→ Selected excerpt:
That makes a lot of sense. Thanks! On Wed, Apr 10, 2013 at 2:49 AM, Felipe Almeida Lessa < felipe.lessa@gmail.com> wrote:

Complementing David McBride's answer, what misled you is probably the precedence of the operators. Your original expression is the same as:

main = (((Conduit.sourceList [1..14] $= Conduit.map show) $= Conduit.iterM putStrLn) $= Conduit.iterM putStrLn) $$ Conduit.sinkNull

Cheers,

On Tue, Apr 9, 2013 at 7:54 PM, David McBride wrote:

...

The reason is because the operator $= puts together a source and a conduit and returns a new source.

The operator =$= is used to combine two conduits into another conduit.

With $= if you try to put two conduits together, the underlying types just won't match up. They don't match up specifically to tell you that you are not quite doing it correctly. It is trying to match the first argument to a source, which has its input type restricted to (). Since you have a string there, then it complains.

→ Required task 1:
Decide whether each statement agrees with the conduit discussion, answering yes or no and quoting the words that settle it: (a) The $= operator joins a source and a conduit and yields a new source. (b) The =$= operator joins a source and a sink. (c) Operator precedence is named as the likely cause of the confusion.
→ Required task 2:
Reproduce the conduit discussion from "The reason is" to "then it complains.".
→ Required task 3:
In the conduit discussion, what is the input type of a source restricted to?

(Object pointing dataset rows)

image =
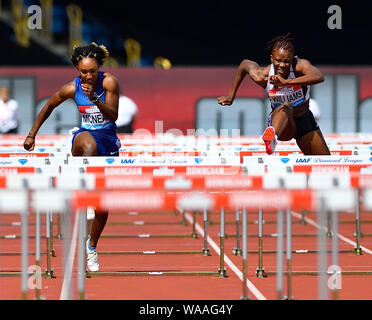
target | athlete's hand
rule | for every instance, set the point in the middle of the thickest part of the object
(276, 80)
(88, 90)
(225, 100)
(29, 143)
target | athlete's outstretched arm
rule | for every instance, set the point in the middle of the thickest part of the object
(66, 92)
(310, 75)
(246, 67)
(110, 107)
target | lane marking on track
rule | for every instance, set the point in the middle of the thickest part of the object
(227, 260)
(66, 285)
(313, 223)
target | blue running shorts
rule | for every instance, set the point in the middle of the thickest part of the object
(108, 143)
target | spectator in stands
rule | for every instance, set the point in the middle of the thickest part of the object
(8, 112)
(96, 94)
(127, 113)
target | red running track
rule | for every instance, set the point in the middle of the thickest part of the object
(191, 287)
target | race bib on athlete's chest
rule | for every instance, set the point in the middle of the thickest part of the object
(292, 94)
(92, 118)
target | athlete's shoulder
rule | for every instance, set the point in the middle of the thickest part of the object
(300, 63)
(68, 90)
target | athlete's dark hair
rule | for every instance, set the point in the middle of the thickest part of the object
(281, 42)
(99, 53)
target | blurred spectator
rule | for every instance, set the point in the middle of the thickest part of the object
(8, 112)
(314, 108)
(126, 116)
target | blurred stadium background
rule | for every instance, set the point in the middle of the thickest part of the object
(174, 58)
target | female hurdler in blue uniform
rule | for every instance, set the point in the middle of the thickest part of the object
(96, 94)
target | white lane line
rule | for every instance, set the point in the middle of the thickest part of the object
(313, 223)
(227, 260)
(66, 285)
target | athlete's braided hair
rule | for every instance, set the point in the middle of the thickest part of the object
(99, 53)
(281, 42)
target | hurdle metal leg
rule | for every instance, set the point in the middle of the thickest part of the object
(279, 255)
(37, 256)
(206, 251)
(260, 271)
(335, 261)
(322, 248)
(52, 252)
(237, 251)
(59, 226)
(49, 272)
(82, 254)
(289, 256)
(24, 278)
(358, 249)
(245, 295)
(222, 270)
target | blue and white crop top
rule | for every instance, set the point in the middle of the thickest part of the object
(91, 117)
(295, 94)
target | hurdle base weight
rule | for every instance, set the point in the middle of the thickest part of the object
(237, 252)
(206, 252)
(260, 273)
(247, 297)
(222, 273)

→ Exercise solution 1:
(a) Yes: "the operator $= puts together a source and a conduit and returns a new source."
(b) No: "The operator =$= is used to combine two conduits into another conduit."
(c) Yes: "what misled you is probably the precedence of the operators."

→ Exercise solution 2:
The reason is because the operator $= puts together a source and a conduit and returns a new source.

The operator =$= is used to combine two conduits into another conduit.

With $= if you try to put two conduits together, the underlying types just won't match up. They don't match up specifically to tell you that you are not quite doing it correctly. It is trying to match the first argument to a source, which has its input type restricted to (). Since you have a string there, then it complains.

→ Exercise solution 3:
A source's input type is restricted to ().